Named region outline records:
• • • •

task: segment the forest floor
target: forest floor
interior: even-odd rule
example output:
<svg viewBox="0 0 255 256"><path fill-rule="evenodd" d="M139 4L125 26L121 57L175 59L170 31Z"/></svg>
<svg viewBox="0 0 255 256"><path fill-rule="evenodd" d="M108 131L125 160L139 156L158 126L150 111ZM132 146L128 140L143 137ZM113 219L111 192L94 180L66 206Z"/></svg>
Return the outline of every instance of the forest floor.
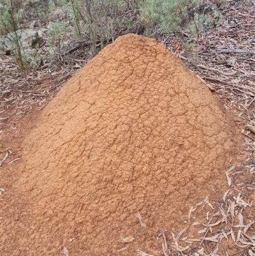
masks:
<svg viewBox="0 0 255 256"><path fill-rule="evenodd" d="M233 129L238 129L243 137L240 154L245 160L228 170L226 182L229 190L224 195L217 195L217 204L211 207L212 208L212 218L205 213L201 215L200 221L205 223L205 229L193 239L203 238L200 238L200 247L190 255L203 255L210 251L208 246L213 243L212 255L219 252L221 255L252 256L255 255L252 203L255 200L255 2L228 1L221 12L225 17L224 24L201 34L193 51L186 50L180 42L180 31L157 39L205 81L214 96L233 115L236 124ZM18 175L11 171L13 167L10 167L18 165L20 144L36 125L41 110L86 62L76 59L71 66L60 70L51 72L45 68L21 74L8 56L0 56L0 197L18 179ZM215 193L217 195L217 191ZM194 212L195 208L187 213L189 218ZM231 220L230 222L228 223L228 218ZM193 220L196 224L196 219ZM207 237L208 230L219 224L221 231ZM163 235L167 245L168 238L172 238L166 234L167 237ZM231 248L223 242L226 237L232 240ZM176 255L181 255L178 239L175 241L173 236L173 245L169 243L168 246ZM164 253L167 255L168 252Z"/></svg>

• • • •

What you should do
The entries above are to be returned exactly, without their pictures.

Solution
task: segment the forest floor
target: forest floor
interior: even-odd rule
example output:
<svg viewBox="0 0 255 256"><path fill-rule="evenodd" d="M139 4L125 26L121 57L175 59L170 31Z"/></svg>
<svg viewBox="0 0 255 256"><path fill-rule="evenodd" d="M108 131L125 160L139 156L158 126L150 111ZM132 146L128 140L143 137ZM113 219L111 192L94 180L66 206Z"/></svg>
Return the outline of every instance of the forest floor.
masks:
<svg viewBox="0 0 255 256"><path fill-rule="evenodd" d="M233 129L238 129L243 137L240 154L245 160L228 170L226 182L229 190L224 195L217 195L217 204L211 207L212 208L212 218L205 213L201 215L200 221L205 223L205 229L193 239L203 238L200 238L200 247L190 255L203 255L210 251L208 246L213 243L212 255L219 252L221 255L252 256L255 255L252 203L255 200L255 2L228 1L221 12L225 17L224 24L201 34L193 51L186 50L180 42L180 31L157 39L205 81L214 96L233 115L236 124ZM18 175L11 171L13 167L10 167L18 165L20 144L36 125L41 110L86 62L76 59L71 66L60 70L51 72L45 68L21 74L8 56L0 56L0 197L18 179ZM215 193L217 195L217 191ZM194 212L195 208L187 213L189 218ZM231 220L230 222L228 223L228 218ZM193 220L196 224L196 219ZM207 237L208 230L219 224L221 231ZM163 235L167 245L168 238L172 238L166 234L167 237ZM231 248L223 242L226 237L232 240ZM176 255L181 255L178 239L175 241L173 236L173 245L169 243L168 246ZM164 253L167 255L168 252Z"/></svg>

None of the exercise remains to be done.